▸ Task to carry out: Switch "church" to "chapel" in the items, beginning at the line that has "Detect the yellow" and stopping after the line that has "[225,14,653,593]". Return only those lines, with nothing else changed.

========================================

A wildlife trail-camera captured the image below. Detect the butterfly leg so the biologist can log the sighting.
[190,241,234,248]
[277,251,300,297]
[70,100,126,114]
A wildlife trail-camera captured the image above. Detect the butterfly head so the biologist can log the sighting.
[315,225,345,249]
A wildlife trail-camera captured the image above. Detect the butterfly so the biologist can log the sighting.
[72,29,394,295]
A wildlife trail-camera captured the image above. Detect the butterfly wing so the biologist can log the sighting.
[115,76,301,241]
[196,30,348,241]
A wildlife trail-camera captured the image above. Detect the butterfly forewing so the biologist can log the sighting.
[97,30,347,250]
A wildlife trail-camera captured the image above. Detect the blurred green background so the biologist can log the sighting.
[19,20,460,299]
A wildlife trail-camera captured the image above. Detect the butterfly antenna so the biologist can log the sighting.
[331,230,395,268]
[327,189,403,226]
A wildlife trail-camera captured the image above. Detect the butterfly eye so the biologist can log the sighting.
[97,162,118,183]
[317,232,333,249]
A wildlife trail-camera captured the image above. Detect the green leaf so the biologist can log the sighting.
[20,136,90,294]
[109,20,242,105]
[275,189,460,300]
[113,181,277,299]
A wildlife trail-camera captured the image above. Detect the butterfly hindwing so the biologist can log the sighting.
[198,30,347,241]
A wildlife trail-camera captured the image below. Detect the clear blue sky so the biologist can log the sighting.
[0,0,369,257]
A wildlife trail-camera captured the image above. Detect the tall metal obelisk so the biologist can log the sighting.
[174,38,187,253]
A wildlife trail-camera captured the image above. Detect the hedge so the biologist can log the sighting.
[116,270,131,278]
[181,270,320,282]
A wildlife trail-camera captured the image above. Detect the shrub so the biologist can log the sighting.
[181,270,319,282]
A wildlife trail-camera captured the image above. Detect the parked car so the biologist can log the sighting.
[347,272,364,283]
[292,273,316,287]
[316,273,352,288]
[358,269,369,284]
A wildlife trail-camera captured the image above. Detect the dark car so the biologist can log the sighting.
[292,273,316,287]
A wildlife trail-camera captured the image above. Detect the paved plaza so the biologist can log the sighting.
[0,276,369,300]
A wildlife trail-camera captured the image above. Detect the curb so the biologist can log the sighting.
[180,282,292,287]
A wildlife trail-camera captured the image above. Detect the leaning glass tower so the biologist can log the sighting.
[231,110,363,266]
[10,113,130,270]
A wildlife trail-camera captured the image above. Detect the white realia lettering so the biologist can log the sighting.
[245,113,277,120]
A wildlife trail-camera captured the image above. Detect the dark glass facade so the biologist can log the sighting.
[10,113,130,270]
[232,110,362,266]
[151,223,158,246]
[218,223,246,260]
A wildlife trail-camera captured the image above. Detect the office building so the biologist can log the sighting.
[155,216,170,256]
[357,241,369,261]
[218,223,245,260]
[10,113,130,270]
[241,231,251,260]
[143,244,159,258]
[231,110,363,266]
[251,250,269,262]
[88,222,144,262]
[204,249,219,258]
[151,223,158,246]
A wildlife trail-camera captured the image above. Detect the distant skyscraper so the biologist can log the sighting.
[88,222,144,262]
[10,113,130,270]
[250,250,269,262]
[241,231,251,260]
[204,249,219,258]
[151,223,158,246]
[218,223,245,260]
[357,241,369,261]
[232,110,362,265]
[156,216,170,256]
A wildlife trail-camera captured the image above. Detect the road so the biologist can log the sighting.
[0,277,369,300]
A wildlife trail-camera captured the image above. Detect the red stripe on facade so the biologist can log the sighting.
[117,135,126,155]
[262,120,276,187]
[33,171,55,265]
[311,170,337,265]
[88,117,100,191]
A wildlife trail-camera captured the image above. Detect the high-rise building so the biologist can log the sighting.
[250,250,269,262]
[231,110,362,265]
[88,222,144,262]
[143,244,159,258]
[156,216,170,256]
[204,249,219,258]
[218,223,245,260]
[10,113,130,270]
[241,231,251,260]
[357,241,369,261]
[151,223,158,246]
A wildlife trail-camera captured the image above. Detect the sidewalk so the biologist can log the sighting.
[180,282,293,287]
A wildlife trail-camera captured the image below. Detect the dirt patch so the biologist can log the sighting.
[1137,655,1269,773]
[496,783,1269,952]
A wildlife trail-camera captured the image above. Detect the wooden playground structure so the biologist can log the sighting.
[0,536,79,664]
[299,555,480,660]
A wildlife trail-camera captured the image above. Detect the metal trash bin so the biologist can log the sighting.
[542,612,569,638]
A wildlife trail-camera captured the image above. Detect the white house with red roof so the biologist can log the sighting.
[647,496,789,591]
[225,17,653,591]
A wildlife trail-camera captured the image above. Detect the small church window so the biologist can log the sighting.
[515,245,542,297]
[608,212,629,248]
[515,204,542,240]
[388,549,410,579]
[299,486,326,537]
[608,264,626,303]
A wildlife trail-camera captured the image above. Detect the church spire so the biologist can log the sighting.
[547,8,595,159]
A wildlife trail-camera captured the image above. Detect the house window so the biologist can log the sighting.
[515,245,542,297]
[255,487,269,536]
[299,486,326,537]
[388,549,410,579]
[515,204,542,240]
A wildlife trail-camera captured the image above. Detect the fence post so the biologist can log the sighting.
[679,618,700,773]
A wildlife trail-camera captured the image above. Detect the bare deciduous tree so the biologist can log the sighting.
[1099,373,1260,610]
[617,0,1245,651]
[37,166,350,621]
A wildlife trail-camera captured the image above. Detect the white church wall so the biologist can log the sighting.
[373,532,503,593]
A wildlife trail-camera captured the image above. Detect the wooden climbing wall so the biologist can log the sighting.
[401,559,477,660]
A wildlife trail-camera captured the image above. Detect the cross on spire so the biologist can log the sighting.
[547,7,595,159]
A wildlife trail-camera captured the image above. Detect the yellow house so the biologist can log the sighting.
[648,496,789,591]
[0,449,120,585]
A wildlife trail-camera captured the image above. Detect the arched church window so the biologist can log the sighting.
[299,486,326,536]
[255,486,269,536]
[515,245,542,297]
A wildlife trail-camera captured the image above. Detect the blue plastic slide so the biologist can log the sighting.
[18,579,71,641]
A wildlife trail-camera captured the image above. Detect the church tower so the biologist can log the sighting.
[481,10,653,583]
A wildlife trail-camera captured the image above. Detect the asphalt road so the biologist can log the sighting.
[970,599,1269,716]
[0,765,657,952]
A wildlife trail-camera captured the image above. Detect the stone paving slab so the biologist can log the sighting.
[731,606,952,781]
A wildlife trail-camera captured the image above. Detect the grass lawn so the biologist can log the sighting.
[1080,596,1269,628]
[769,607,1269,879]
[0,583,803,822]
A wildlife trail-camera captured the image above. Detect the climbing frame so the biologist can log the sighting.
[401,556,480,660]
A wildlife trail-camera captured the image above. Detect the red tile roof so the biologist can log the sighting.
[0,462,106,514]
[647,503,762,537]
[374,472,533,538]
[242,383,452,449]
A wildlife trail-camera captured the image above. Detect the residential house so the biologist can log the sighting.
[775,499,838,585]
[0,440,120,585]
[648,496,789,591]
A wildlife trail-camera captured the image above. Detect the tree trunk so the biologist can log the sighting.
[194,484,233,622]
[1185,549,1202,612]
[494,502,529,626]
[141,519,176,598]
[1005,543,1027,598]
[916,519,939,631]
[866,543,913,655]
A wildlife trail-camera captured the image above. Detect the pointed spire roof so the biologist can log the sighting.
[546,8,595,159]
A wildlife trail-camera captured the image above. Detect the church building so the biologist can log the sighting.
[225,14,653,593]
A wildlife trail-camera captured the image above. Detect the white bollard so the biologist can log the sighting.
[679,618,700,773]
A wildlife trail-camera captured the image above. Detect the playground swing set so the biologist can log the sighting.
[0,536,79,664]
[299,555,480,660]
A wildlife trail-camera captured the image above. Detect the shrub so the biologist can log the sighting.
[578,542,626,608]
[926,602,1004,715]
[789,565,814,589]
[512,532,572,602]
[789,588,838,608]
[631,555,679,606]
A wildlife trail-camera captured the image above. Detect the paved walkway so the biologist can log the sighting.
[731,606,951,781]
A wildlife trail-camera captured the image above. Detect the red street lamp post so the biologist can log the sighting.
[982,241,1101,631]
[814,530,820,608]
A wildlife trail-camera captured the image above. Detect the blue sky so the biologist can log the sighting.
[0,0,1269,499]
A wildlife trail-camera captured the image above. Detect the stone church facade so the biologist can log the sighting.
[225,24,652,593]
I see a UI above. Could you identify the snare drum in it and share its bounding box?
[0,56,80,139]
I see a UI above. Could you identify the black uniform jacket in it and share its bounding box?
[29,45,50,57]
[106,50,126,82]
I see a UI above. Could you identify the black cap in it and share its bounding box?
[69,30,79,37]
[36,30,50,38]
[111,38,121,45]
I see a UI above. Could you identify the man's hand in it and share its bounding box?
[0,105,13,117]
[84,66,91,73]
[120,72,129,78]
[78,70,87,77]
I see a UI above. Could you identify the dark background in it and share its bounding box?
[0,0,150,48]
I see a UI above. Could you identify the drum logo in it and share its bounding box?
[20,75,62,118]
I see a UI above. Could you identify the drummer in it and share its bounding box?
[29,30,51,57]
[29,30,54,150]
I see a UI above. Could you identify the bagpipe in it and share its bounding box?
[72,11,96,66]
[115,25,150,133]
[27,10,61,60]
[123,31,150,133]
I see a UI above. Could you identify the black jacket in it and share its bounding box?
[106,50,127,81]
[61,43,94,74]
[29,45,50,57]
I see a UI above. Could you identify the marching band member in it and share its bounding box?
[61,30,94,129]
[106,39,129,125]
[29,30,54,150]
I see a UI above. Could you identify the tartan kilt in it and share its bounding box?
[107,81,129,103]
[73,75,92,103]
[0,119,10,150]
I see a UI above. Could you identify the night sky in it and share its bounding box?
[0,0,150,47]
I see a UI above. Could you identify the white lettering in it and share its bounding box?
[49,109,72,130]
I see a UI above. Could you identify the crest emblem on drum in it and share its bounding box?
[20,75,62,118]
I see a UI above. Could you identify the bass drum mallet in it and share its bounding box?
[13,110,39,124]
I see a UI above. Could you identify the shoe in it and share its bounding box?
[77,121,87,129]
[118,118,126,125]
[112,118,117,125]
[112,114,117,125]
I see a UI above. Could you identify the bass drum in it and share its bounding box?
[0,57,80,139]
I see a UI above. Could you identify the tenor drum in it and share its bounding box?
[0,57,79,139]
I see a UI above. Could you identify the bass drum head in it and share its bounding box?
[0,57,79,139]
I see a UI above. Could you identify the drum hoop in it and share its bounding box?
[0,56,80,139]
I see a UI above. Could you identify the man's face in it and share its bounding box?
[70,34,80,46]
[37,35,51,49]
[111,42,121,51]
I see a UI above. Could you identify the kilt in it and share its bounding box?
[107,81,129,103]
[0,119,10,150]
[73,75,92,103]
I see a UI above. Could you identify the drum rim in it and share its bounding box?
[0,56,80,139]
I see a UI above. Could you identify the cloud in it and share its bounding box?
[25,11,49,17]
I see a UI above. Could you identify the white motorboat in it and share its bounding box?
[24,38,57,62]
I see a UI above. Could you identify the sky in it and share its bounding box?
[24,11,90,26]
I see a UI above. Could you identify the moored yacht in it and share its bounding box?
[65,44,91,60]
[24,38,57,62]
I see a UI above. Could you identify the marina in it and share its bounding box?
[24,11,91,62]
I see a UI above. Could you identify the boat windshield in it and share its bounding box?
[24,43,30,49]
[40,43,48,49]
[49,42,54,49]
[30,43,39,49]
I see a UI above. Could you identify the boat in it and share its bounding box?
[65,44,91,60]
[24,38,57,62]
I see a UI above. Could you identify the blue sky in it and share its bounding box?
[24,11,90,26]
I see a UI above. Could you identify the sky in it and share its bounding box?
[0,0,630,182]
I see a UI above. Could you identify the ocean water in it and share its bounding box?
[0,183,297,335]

========================================

▸ Answer to the exercise:
A wildlife trail-camera captured the image above. Detect the yellow house so the biologist can log the sighting.
[648,496,789,591]
[0,449,120,585]
A wildlife trail-camera captured the image above. Detect the arched chapel window so the biologist can log the sighting.
[299,486,326,536]
[255,486,269,536]
[515,245,542,297]
A wildlife trail-camera captured the image above. Detect the blue plastic slide so the biologist can log the sighting.
[18,579,71,641]
A wildlife trail-camera captured the image above. Detect the chapel tower so the biologist can log the sighting.
[481,10,653,583]
A wildlife trail-camera captured the image above. Detect the asphalt road so the biologist can log the sighting.
[970,599,1269,716]
[0,765,657,952]
A wildlife trail-camera captured the image above. Detect the stone paving slab so the biologist can log the sighting.
[731,606,952,781]
A wildlife trail-camera captured the image above. Detect the grass lawn so the biologist can log the sighting.
[1080,596,1269,628]
[769,607,1269,879]
[0,583,803,822]
A wildlife trail-camera captured the image above. Detect the climbing frame so the biologist can log the sighting.
[401,556,480,660]
A wildlife trail-camera captured the image above. Detect the red tile roof so the biologist can log the sighting.
[0,462,106,514]
[647,503,762,537]
[374,472,533,538]
[242,383,452,449]
A wildlife trail-camera captured the image above. Detect the residential house so the biologist can log the sighting.
[775,499,838,585]
[0,440,120,585]
[648,496,789,591]
A wildlife trail-camera captured the image above. Detect the tree trunk so the biologist can log the sighting.
[194,484,233,622]
[1185,549,1202,612]
[494,502,529,626]
[141,519,176,598]
[1005,543,1027,598]
[916,519,939,631]
[866,543,913,655]
A wildlife trail-camera captured the image above. Detect the pointed spire roof so the biologist can log the sighting.
[546,8,595,159]
A wildlife trail-camera captured the image above. Detect the chapel building so the biologist can log the sighting.
[225,14,653,593]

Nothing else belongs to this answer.